[PROBLEM TO SOLVE]:
Rewrite the records below, changing every "pixel position" to "pixel location" and keeping all other text the same.

Stored items
-*-*-
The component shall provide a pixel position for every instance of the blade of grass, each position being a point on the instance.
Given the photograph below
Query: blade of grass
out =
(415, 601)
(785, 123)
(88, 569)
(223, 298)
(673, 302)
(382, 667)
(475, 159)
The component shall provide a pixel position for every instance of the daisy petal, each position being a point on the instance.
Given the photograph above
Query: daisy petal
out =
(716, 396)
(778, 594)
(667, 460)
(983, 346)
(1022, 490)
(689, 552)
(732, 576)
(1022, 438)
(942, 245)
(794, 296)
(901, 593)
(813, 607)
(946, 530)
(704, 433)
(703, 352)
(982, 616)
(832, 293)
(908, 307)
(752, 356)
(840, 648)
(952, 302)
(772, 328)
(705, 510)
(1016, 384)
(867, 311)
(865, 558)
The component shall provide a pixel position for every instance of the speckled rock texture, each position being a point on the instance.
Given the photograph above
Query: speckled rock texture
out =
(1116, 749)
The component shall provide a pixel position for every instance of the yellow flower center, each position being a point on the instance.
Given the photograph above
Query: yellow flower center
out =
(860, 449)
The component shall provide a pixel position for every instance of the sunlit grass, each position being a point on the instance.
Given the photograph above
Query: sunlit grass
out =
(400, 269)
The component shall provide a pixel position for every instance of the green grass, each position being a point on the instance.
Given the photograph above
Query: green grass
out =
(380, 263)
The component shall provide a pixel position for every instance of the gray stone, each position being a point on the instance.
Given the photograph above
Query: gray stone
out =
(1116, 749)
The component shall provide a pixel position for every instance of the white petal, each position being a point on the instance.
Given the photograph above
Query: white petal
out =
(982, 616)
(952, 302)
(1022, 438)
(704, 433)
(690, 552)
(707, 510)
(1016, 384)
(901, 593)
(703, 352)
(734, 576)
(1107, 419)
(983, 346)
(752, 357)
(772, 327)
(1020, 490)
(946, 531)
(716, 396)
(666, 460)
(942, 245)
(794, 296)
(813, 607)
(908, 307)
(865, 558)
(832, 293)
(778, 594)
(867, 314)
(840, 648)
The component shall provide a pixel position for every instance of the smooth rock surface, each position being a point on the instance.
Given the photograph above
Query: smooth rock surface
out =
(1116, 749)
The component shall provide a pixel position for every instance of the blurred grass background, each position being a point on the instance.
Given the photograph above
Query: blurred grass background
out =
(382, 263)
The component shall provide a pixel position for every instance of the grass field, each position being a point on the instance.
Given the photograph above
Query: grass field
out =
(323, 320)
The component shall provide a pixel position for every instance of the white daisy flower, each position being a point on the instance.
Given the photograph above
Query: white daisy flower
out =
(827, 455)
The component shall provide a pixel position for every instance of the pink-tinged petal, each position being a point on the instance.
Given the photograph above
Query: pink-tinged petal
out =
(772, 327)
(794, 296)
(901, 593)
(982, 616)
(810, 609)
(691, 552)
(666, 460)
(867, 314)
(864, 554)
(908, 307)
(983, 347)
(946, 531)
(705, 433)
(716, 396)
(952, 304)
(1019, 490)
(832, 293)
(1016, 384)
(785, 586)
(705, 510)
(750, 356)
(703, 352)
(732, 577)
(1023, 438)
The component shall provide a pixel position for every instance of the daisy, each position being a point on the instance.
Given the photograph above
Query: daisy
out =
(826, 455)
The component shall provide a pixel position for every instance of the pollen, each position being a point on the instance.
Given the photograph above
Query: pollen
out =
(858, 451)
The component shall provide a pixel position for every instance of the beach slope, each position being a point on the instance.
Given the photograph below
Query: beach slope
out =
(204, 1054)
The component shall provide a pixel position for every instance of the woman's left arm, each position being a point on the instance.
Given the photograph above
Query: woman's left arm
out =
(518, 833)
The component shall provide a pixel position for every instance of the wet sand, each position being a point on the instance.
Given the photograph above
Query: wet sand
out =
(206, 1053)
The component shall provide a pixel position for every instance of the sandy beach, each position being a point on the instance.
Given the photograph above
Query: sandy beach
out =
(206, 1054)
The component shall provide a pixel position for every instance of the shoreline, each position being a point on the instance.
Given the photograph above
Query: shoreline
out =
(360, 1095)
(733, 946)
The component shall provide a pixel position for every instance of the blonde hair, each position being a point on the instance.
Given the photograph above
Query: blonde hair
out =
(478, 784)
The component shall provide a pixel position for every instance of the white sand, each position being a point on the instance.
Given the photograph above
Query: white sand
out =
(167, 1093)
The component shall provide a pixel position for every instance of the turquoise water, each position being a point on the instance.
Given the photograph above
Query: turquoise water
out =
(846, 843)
-*-*-
[THE SOLUTION]:
The component shall provide a pixel location for every instance of the blade of grass, each position being a point on the instance.
Given the photograph below
Query: blade of grass
out =
(415, 601)
(785, 123)
(88, 569)
(223, 298)
(673, 302)
(382, 667)
(475, 159)
The component shall provide a pixel location for every instance of the daisy petal, each position being a point on the instance.
Given the photograph above
Query: daisy petal
out =
(716, 396)
(778, 594)
(667, 460)
(983, 346)
(1022, 490)
(689, 552)
(732, 576)
(1022, 438)
(942, 245)
(794, 296)
(901, 593)
(813, 607)
(946, 530)
(704, 433)
(703, 352)
(982, 616)
(832, 293)
(908, 307)
(752, 356)
(840, 648)
(952, 302)
(772, 328)
(705, 510)
(1016, 384)
(867, 311)
(865, 558)
The component shall provide a pixel location for every instance of the speckled rock texture, each position being a point on the instance.
Given the photograph above
Query: speckled rock texture
out =
(1116, 749)
The component shall provide a pixel location for every instance of the yellow flower center, each position being a point on the instance.
Given the photograph above
Query: yellow flower center
out =
(860, 449)
The component shall provide a pixel location for every instance of the sunlit grass, each position being a point on the instance.
Given the photograph above
Query: sunlit grass
out =
(400, 269)
The component shall provide a pixel location for every instance of the green grass, each position being a point on the instance.
Given the photograph above
Query: green grass
out =
(380, 263)
The component shall provide a pixel location for every instance of the gray stone, each position being a point on the instance.
Given the photograph above
Query: gray stone
out =
(1116, 749)
The component shall provide a pixel location for every instance of the white petal, each position being a point on the instance.
Given the photograph above
Query: white petal
out =
(982, 616)
(952, 302)
(1022, 438)
(704, 433)
(690, 552)
(707, 510)
(1016, 384)
(901, 593)
(703, 352)
(734, 576)
(1107, 419)
(983, 346)
(752, 357)
(772, 327)
(1020, 490)
(946, 531)
(716, 396)
(666, 460)
(942, 245)
(794, 296)
(813, 607)
(908, 307)
(865, 558)
(832, 293)
(778, 594)
(867, 314)
(840, 648)
The component shall provide a pixel location for every instance of the smooth rock surface, each position being a point on the instance.
Given the photograph above
Query: smooth rock surface
out =
(1116, 749)
The component shall provide a pixel location for every instance of the blurred grass background, each position being a point on the instance.
Given the photograph above
Query: blurred grass background
out =
(382, 263)
The component shall provide a pixel location for every instance of the grass field, each position being a point on the instance.
Given the photograph above
Query: grass field
out =
(323, 320)
The component shall provide a pixel location for every instance of the white daisy flower, each position being a point on the instance.
Given the photograph above
Query: white daisy flower
out =
(827, 455)
The component shall provide a pixel location for every instance of the pink-tinged petal, each position being a point on the instance.
Given the photograph above
Query: pink-tinged petal
out =
(772, 327)
(794, 296)
(901, 593)
(982, 616)
(810, 609)
(691, 552)
(666, 460)
(867, 314)
(864, 554)
(908, 307)
(983, 347)
(946, 531)
(705, 433)
(716, 396)
(952, 304)
(1019, 490)
(832, 293)
(1016, 384)
(785, 586)
(705, 510)
(750, 356)
(703, 352)
(732, 577)
(1023, 438)
The component shall provide a pixel location for every instance of the daisy, each position being a point on the instance.
Given the photograph above
Query: daisy
out =
(826, 455)
The component shall provide a pixel location for every instance of the pollen, each position being a point on the instance.
Given the photograph above
Query: pollen
out =
(858, 451)
The component shall provide a pixel location for every instance of the beach slope, each position being a point on the instance.
Given the photograph below
Query: beach slope
out =
(204, 1054)
The component shall provide a pixel location for every instance of the woman's left arm, each position being a point on the instance.
Given the photograph above
Query: woman's left arm
out =
(518, 833)
The component shall provide a pixel location for every instance of the wet sand, each position being a point on the instance.
Given the photograph above
Query: wet sand
out =
(206, 1053)
The component shall provide a pixel location for every instance of the sandy beach, each position being a point on the instance.
Given the photograph above
Query: sandy beach
out =
(206, 1054)
The component shall provide a pixel location for every instance of the shoreline, each position being a point on the instance.
Given the photograph above
Query: shoreline
out =
(360, 1095)
(733, 946)
The component shall provide a pixel location for every instance of the blonde hair, each position being a point on the instance.
Given the photograph above
Query: blonde hair
out =
(478, 784)
The component shall provide a pixel location for every instance of the white sand, each position being a point on the instance.
Given the photograph above
Query: white sand
out =
(167, 1093)
The component shall provide a pixel location for every instance of the turquoise water, each position being a point on the instance.
Given the photograph above
Query: turquoise water
out =
(846, 843)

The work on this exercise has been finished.